* Begin Entries provided *

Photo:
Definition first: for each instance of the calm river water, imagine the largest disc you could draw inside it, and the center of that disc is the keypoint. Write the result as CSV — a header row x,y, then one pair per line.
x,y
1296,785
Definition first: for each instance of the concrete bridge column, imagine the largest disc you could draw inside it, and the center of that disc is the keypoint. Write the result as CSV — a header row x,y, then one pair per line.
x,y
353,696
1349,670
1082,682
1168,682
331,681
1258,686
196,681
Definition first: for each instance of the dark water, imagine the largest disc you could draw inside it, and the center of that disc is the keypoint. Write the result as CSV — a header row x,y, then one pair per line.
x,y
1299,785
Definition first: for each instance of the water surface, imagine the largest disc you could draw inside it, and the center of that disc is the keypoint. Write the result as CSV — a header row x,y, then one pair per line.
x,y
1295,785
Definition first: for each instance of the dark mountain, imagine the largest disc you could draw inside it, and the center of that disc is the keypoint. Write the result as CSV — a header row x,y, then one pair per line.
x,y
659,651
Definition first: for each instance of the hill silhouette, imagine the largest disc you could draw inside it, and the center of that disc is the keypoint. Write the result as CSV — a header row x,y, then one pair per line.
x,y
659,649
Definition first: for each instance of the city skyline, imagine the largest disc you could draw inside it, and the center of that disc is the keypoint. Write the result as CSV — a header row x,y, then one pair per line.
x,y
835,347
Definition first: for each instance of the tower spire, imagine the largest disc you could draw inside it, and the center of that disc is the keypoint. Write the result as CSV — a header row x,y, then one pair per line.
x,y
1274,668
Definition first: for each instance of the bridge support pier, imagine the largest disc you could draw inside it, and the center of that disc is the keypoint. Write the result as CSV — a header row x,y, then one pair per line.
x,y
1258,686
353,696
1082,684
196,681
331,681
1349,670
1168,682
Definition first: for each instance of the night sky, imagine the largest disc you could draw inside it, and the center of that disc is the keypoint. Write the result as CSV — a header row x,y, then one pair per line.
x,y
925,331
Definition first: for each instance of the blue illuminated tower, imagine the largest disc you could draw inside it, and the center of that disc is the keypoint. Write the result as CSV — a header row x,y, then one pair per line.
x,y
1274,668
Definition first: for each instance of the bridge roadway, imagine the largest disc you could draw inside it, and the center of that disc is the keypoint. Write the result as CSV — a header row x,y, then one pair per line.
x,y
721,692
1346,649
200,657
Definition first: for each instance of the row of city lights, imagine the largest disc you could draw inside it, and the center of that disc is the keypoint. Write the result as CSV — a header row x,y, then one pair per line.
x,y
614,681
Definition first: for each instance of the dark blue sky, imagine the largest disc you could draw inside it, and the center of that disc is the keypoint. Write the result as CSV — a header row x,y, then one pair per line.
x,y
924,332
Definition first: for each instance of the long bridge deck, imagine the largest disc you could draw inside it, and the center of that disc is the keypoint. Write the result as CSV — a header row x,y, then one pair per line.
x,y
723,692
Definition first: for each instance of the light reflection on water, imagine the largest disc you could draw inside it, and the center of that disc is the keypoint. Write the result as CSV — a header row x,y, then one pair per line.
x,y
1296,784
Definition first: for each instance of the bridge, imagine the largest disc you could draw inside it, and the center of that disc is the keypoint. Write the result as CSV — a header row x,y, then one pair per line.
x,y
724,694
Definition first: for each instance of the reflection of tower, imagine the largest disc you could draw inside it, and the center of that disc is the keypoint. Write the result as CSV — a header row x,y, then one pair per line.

* End Entries provided *

Work required
All of the entries need to be reproduced exactly; please write them out.

The reply
Photo:
Definition first: for each instance of the calm river water, imagine the largest disc you could draw inside it, and the center of that disc is the keypoint. Write the result as CSV — a header row x,y, then one pair per line.
x,y
1296,785
Definition first: for each instance of the concrete bridge column, imagine the largest disc you could draw inside it, and the center of that disc is the keypoint. Write the result as CSV — a header row x,y, then one pair per line.
x,y
353,696
1349,670
1082,682
1168,682
331,681
1258,686
196,681
Definition first: for each instance of the dark water, imagine the largest disc you could draw inside it, and the center of that disc is the keypoint. Write the result as CSV — a header row x,y, then one pair per line.
x,y
1299,785
Definition first: for each instance of the water surface, imagine the largest disc you could draw inside it, and the center of that disc is the keypoint. Write the result as CSV — a header row x,y, then one pair per line.
x,y
1295,785
Definition first: for each instance of the dark mountain, imagine the largest disc you could draw inside it, and the center of that disc is the keypoint. Write the result as CSV — a header row x,y, then one pair per line.
x,y
659,651
Definition first: for each instance of the hill silhouette, imagine the largest disc you could draw inside it, and the center of that disc is the keypoint. Write the result as CSV — a header row x,y, then one pair per line.
x,y
659,649
Definition first: for each instance of the city skyline, imagine the largest disc you could draw inside it, and the center of that disc is the keypoint. Write the result as CSV — a header row x,y, then one pair per line.
x,y
835,347
Definition first: for each instance of the tower spire, imagine the largest disc you could draw inside it, and the center of that disc is the keypoint. Write the result as CSV — a header row x,y, then one pair per line.
x,y
1274,668
Definition first: for each instance of the bridge support pier, imagine the largest disc you could draw inside it, and the center of that disc is the keypoint. Write the result as CSV — a header row x,y, then one pair per line.
x,y
1258,686
353,696
1082,684
196,681
331,681
1349,670
1168,682
Definition first: for each instance of the night sky, imagine the largest disc you could draw inside it, and the center of that disc is the keypoint. Write the result as CSV — a header row x,y, then one pair per line.
x,y
925,331
Definition first: for each instance of the blue illuminated tower, imagine the largest disc you could draw inside it, and the center of that disc is the keypoint. Write the result as CSV — a header row x,y, then one pair per line.
x,y
1274,668
Definition first: for each instance of the bridge roadway, imagine the largest disc you could draw inside it, and the center of that disc is the keypoint. Write the result as CSV — a header row x,y, then one pair per line.
x,y
721,692
1346,649
200,657
Definition first: for each instance of the row of city lights, imagine the largest disc you could draw inside it, and the center of that disc is the keypoint. Write the result as CSV — a header row x,y, then one pair per line.
x,y
614,681
Definition first: for each instance of the dark blue sky, imagine the largest disc you could draw inside it, and the center of that disc is the keypoint. Write the result as CSV — a header row x,y, then one pair per line.
x,y
924,332
Definition first: for each instance of the long bridge deck, imagine the largest disc you could draw inside it, and the center of that disc is the keypoint. Write the result as CSV — a header row x,y, then one pair per line.
x,y
723,692
Definition first: for each instance of the light reflection on water, imagine the largest disc you could draw inside it, and the center of that disc is the keypoint. Write the result as CSV — a header row x,y, then one pair per line.
x,y
1296,784
Definition first: for each instance of the bridge, imagine the largest disc you could draw inside it, and the center of that disc is the keypoint. Write the result as CSV — a header row x,y, then one pair per line.
x,y
724,694
Definition first: for each instance of the reflection of tower, imagine the largest disc you could draw inside it, and the center of that disc is the keypoint. Write the result as CSV — a header row x,y, then one pair per line.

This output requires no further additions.